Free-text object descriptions
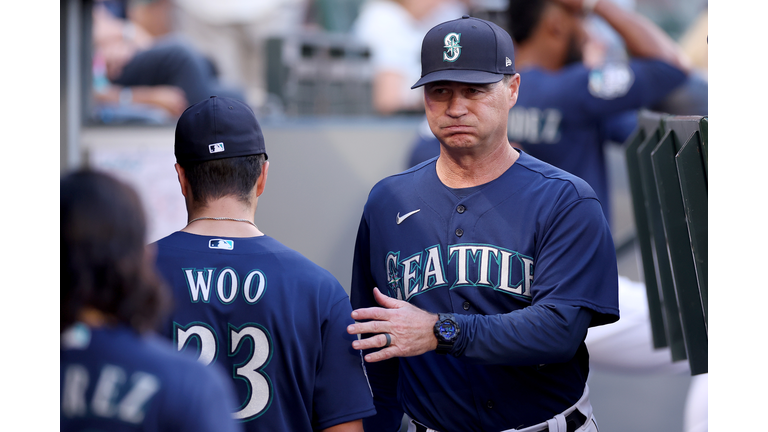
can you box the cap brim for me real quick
[411,70,505,89]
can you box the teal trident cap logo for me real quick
[443,33,461,62]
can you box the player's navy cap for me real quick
[174,95,267,164]
[411,15,516,89]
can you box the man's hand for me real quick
[556,0,692,73]
[348,288,439,362]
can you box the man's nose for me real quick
[445,94,468,117]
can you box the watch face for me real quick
[438,320,458,339]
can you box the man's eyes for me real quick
[427,88,450,97]
[438,87,479,91]
[427,86,486,96]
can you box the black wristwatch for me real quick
[433,313,460,355]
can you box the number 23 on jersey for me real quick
[175,322,274,421]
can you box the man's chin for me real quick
[439,134,477,149]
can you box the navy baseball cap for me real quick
[174,95,267,164]
[411,15,516,89]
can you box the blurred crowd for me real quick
[89,0,707,123]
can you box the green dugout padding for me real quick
[676,120,707,326]
[624,111,708,376]
[638,115,688,363]
[624,113,670,351]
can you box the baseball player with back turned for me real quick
[347,16,619,432]
[152,96,376,431]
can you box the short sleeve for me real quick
[312,296,376,429]
[580,59,687,118]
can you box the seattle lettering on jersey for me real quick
[385,243,534,302]
[183,267,267,304]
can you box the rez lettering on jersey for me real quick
[507,107,562,144]
[182,267,267,304]
[61,364,160,424]
[386,243,534,302]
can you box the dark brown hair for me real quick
[60,169,170,334]
[181,154,266,207]
[507,0,549,44]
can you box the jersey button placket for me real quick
[455,205,465,237]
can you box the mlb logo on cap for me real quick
[412,15,516,89]
[209,142,225,154]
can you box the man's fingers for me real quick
[347,318,387,336]
[350,305,390,322]
[349,288,403,323]
[348,287,434,362]
[351,333,392,351]
[363,348,395,363]
[373,287,401,308]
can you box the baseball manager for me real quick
[348,16,619,432]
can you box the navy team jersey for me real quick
[351,151,619,431]
[509,59,687,224]
[61,324,242,432]
[153,233,376,431]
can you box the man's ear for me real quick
[174,163,191,199]
[507,74,521,109]
[256,161,269,197]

▶ Work instruction
From the first line to the last, give the data again exactly, but without pictures.

▶ Your solution
can you box the cap brim for me real quick
[411,70,505,89]
can you box the teal trident cap logo for me real quick
[443,33,461,62]
can you box the player's navy cap for me real quick
[174,95,267,164]
[411,15,516,89]
can you box the man's hand for me real quick
[556,0,692,73]
[348,288,439,362]
can you box the man's nose for me real quick
[445,94,468,117]
can you box the watch face for me real quick
[438,320,458,339]
can you box the man's eyes for me real quick
[427,88,450,97]
[438,87,479,91]
[427,86,486,96]
can you box the black wristwatch for me real quick
[433,313,460,355]
can you box the number 23 on jersey for me real quick
[175,322,274,421]
can you box the man's chin for me real quick
[439,134,477,149]
can you box the navy baseball cap for me real quick
[174,95,267,164]
[411,15,516,89]
can you box the blurred crowd for me real quick
[89,0,707,123]
can you box the green dugout padding for me real quick
[676,120,707,326]
[624,111,708,376]
[638,115,688,363]
[624,113,670,351]
can you box the baseball player with back turned for me real quick
[347,16,619,432]
[152,96,376,431]
can you box the short sleeve for me real quick
[312,296,376,429]
[580,59,687,118]
can you box the seattle lettering on jersey for me real quick
[385,243,534,302]
[183,267,267,304]
can you box the rez lettering on jersey for me real quick
[507,107,562,144]
[182,267,267,304]
[61,364,160,424]
[386,243,534,302]
can you box the dark brown hair for me real quick
[60,169,170,334]
[181,154,266,207]
[507,0,549,44]
can you box the jersey button placket for me real quick
[455,205,465,237]
can you box the mlb logo on cap for me real quick
[412,15,516,89]
[209,142,225,154]
can you box the man's fingers for me real quick
[347,318,387,336]
[350,305,390,322]
[349,288,403,323]
[348,287,434,362]
[351,333,392,351]
[363,348,395,363]
[373,287,401,308]
can you box the baseball manager for me real quick
[348,16,619,432]
can you box the navy team jersey for me real quick
[351,151,619,431]
[509,59,687,224]
[61,324,242,432]
[153,233,376,431]
can you box the man's ear for me real quick
[174,163,191,199]
[507,74,521,109]
[256,161,269,197]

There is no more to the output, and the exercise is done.